PROMPT →
Produce word for word the lines of the data below running from the one that has "Target: shoreline" to the one that has "like x=843, y=853.", inclusive, and no others.

MATERIAL SHOWN →

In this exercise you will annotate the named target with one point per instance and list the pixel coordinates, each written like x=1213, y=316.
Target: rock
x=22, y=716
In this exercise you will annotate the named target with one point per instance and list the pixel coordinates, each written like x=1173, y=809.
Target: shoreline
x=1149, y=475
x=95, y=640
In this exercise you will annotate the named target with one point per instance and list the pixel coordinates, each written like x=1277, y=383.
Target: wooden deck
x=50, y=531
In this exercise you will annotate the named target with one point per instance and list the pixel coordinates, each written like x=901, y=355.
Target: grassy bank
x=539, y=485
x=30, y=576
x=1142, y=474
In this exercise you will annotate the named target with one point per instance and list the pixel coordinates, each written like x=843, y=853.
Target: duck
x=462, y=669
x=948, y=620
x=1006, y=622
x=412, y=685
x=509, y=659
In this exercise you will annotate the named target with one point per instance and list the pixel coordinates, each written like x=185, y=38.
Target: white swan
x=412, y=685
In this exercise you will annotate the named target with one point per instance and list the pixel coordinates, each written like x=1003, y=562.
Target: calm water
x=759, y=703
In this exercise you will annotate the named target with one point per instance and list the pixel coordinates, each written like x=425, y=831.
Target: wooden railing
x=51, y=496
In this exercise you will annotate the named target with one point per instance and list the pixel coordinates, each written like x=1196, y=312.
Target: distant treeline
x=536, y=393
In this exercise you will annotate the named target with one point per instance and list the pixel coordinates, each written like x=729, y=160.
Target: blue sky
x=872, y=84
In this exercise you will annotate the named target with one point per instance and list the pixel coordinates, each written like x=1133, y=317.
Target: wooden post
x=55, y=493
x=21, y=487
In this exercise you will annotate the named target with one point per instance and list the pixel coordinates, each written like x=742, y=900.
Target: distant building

TASK SOLUTION →
Target: shoreline
x=1149, y=475
x=95, y=640
In this exercise you will annotate the named target with one point per instance and list the pixel coordinates, each written like x=1277, y=383.
Target: wooden deck
x=50, y=531
In this exercise you will annotate the named target with one point per instance and list the pixel coordinates, each written like x=901, y=355.
Target: grassy bank
x=539, y=485
x=30, y=576
x=1142, y=474
In this exercise you will annotate the named target with one point per instance and list the pixel coordinates, each written like x=843, y=853.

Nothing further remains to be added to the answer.